◆ Selected passage ◆
-- Start --
Hawfinch is more complicated, with a body of records which show something of a pattern but which includes birds with apparent cage damage.  Had the Ping Che bird referred to above not shown cage damage then the species could well have been upgraded from Cat E.  Certainly some records of this species do look like they refer to wild birds.  However, there is another important point to consider which makes the category assessment process so difficult; that ex-captive birds do not always show obvious cage damage.  Such an example would be Bearded Reedling, several of which were trapped at Mai Po a few winters ago and upon examination were in excellent condition; however, being a largely resident species breeding about 1500 km from HK, they were extremely unlikely to have made it to Mai Po naturally.

This leads us on to what cage damage actually looks like.  To appreciate this, one first has to understand what natural wear looks like and how moult functions.  I don’t propose to go into these in detail here.  However, there are one or two important rules that all birders should understand.  One rule is that moult is typically symmetrical in that the same feathers in both wings, and on both sides of the tail are replaced at the same time.  As such, a bird with a big gap in the primaries on only one wing or with the outer tail feathers missing on one side only is not in moult; this is the result of some sort of damage.  

It is also helpful if birders understand the timing of moult, although this varies according to species and is something that has to be slowly learnt (for example most adult buntings have a post breeding moult, except for adult Black- and Red-headed Buntings which moult in winter; hence a worn Black-headed Bunting in autumn is normal, but only if it's an adult).  Taking finches as an example, all individuals should be in fresh plumage in early winter as adults moult after breeding and first-winter birds have fledged a few months earlier; limited wear to the outer primaries and tail tips would not normally be apparent until the early spring. Natural wear would affect the plumage of a bird slowly and would not normally be apparent on a typical passerine until the feathers were many months old.
-- End --
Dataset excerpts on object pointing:
-- Start --
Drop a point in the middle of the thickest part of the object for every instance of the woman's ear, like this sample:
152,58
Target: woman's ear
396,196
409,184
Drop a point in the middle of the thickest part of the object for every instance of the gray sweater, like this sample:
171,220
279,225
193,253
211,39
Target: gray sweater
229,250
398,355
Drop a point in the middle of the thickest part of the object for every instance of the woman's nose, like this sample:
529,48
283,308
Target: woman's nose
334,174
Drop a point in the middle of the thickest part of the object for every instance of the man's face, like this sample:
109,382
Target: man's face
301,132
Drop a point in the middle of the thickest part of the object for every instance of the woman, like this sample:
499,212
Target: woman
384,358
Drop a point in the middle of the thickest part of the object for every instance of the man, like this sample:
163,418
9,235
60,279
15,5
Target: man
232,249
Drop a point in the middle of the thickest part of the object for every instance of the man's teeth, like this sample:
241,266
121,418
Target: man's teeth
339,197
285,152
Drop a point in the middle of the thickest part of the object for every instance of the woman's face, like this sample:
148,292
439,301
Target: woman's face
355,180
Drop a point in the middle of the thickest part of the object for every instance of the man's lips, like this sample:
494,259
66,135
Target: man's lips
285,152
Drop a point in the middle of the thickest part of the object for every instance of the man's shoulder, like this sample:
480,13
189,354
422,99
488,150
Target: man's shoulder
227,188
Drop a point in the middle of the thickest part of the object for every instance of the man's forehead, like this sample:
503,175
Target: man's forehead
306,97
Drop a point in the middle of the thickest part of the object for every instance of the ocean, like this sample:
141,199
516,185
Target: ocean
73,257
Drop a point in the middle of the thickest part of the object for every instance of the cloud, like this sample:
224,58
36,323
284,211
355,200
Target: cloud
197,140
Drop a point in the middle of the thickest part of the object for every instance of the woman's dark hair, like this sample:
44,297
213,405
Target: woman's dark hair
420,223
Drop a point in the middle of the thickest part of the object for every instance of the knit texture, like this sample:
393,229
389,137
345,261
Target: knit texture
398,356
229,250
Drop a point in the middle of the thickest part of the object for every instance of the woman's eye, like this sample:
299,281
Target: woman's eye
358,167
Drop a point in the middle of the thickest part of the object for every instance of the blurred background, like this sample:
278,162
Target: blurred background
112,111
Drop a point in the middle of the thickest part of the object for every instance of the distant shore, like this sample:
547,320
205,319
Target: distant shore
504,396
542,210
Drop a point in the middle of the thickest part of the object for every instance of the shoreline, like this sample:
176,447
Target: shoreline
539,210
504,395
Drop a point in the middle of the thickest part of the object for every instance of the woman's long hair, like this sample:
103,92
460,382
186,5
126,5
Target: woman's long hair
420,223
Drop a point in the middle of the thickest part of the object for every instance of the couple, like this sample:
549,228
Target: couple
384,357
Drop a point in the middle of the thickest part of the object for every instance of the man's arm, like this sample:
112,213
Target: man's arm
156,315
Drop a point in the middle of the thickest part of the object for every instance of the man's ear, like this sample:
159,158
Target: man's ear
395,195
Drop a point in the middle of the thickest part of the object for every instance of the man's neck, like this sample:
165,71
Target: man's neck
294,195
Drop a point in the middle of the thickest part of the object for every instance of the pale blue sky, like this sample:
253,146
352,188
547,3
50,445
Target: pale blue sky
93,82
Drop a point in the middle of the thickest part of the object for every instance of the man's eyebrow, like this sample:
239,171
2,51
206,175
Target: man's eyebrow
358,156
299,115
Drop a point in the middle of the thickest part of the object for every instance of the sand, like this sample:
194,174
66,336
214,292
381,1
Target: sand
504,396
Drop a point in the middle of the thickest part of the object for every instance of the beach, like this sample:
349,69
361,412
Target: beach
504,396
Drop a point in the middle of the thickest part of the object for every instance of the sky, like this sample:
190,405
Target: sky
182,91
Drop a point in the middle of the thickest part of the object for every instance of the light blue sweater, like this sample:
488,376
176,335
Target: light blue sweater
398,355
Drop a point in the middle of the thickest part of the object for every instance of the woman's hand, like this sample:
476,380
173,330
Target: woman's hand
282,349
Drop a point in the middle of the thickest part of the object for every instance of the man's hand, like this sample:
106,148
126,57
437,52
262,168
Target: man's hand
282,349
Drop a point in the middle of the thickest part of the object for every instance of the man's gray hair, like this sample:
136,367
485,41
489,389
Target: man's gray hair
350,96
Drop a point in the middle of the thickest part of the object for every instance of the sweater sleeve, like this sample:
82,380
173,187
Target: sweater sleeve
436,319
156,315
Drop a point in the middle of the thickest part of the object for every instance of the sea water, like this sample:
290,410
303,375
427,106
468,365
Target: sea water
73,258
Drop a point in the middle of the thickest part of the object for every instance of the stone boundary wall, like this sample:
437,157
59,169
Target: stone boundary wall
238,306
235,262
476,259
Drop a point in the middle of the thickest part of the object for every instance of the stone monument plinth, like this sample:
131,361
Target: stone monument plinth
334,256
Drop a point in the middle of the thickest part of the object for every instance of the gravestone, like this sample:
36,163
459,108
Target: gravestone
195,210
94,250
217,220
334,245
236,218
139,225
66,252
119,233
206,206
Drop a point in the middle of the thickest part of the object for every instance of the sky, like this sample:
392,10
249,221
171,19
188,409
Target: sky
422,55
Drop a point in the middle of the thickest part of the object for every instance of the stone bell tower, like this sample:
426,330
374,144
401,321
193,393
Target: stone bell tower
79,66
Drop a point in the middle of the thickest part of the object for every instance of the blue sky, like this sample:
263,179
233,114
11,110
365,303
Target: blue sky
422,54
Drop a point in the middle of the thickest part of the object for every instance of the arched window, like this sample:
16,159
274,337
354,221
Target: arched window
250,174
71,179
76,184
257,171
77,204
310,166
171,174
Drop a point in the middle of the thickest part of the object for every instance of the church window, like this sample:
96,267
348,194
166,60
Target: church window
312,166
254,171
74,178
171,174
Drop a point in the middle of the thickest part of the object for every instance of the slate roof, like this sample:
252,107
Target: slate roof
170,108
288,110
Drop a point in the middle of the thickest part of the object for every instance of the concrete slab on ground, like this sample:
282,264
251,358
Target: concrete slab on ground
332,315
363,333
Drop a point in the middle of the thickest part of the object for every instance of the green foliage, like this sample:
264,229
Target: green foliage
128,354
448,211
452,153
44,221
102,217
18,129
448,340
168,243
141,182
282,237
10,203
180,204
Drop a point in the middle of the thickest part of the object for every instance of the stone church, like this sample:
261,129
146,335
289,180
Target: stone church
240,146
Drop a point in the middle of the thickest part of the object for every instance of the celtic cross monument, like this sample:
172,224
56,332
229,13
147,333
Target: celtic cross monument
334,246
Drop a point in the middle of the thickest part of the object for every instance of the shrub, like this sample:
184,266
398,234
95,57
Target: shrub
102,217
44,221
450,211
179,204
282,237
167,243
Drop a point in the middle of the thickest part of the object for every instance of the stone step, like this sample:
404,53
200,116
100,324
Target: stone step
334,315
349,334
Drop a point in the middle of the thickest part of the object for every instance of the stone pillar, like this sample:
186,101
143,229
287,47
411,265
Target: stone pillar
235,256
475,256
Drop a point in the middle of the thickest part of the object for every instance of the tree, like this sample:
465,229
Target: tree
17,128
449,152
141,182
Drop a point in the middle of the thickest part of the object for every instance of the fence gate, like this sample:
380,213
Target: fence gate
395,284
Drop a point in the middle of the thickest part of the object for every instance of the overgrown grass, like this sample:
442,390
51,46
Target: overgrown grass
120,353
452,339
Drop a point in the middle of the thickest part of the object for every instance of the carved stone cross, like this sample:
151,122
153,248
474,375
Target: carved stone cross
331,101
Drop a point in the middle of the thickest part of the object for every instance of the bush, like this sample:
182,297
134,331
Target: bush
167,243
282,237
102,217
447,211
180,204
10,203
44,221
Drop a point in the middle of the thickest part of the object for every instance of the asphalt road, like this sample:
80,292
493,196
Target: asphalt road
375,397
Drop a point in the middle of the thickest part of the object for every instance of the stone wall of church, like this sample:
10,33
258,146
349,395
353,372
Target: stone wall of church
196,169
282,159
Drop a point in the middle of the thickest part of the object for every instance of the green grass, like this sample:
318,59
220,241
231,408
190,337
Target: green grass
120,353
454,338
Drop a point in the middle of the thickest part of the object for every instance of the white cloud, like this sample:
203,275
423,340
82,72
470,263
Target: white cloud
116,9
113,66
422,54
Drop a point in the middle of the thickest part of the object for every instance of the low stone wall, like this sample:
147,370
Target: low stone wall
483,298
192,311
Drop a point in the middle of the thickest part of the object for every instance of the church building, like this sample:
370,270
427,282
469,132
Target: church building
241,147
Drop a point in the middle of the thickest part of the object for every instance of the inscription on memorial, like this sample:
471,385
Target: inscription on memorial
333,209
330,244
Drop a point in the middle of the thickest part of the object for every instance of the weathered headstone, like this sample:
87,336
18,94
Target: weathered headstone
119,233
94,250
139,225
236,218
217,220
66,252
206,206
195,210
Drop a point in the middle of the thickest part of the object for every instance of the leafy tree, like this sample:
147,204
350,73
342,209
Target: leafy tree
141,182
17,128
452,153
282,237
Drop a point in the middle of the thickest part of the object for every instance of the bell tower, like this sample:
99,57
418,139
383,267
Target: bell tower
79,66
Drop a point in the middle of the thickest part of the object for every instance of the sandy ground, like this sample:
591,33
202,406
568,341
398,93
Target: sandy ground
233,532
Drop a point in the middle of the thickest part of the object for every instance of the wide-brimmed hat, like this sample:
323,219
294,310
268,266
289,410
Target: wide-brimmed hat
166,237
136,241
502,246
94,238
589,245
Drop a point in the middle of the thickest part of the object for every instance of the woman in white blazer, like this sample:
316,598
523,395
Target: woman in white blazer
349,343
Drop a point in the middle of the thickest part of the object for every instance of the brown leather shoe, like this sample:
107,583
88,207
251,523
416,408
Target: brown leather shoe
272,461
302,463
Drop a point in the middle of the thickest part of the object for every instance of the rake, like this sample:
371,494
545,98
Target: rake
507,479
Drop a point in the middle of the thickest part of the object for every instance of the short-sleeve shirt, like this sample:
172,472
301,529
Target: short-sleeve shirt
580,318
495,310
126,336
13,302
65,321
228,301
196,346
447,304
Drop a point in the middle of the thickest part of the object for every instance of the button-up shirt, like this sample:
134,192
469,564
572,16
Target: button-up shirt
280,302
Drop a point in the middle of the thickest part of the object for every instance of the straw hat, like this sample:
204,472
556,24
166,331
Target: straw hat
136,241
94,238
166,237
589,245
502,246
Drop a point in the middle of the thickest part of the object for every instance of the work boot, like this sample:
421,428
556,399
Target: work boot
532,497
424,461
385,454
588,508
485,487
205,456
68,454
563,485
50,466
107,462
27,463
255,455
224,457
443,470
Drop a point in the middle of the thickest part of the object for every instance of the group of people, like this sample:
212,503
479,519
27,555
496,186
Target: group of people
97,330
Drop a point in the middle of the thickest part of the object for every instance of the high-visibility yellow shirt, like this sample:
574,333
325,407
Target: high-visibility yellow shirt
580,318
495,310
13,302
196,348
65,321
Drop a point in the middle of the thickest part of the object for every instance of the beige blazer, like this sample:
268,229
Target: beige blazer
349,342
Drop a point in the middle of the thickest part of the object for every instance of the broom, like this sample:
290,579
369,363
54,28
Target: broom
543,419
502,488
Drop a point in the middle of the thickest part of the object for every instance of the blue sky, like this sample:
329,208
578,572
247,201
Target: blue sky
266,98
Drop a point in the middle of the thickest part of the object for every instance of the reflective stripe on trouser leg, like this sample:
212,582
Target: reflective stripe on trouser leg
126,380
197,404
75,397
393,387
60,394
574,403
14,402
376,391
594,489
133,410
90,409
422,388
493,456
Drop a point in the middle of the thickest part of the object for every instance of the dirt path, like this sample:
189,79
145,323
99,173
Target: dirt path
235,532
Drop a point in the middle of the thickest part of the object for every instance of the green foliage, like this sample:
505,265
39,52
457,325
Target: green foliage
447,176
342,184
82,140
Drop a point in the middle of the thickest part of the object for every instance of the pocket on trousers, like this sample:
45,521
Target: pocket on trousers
-- End --
◆ Requests ◆
1) Reproduce word for word the part of the passage on cage damage in birds starting at "Hawfinch is more" and ending at "Mai Po naturally.".
2) In the passage on cage damage in birds, about how far from HK does the Bearded Reedling breed?
3) List every bird species the passage on cage damage in birds names by its specific common name.

◆ Written responses ◆
1)
Hawfinch is more complicated, with a body of records which show something of a pattern but which includes birds with apparent cage damage.  Had the Ping Che bird referred to above not shown cage damage then the species could well have been upgraded from Cat E.  Certainly some records of this species do look like they refer to wild birds.  However, there is another important point to consider which makes the category assessment process so difficult; that ex-captive birds do not always show obvious cage damage.  Such an example would be Bearded Reedling, several of which were trapped at Mai Po a few winters ago and upon examination were in excellent condition; however, being a largely resident species breeding about 1500 km from HK, they were extremely unlikely to have made it to Mai Po naturally.

2) About 1500 km

3)
Hawfinch
Bearded Reedling
Black-headed Bunting
Red-headed Bunting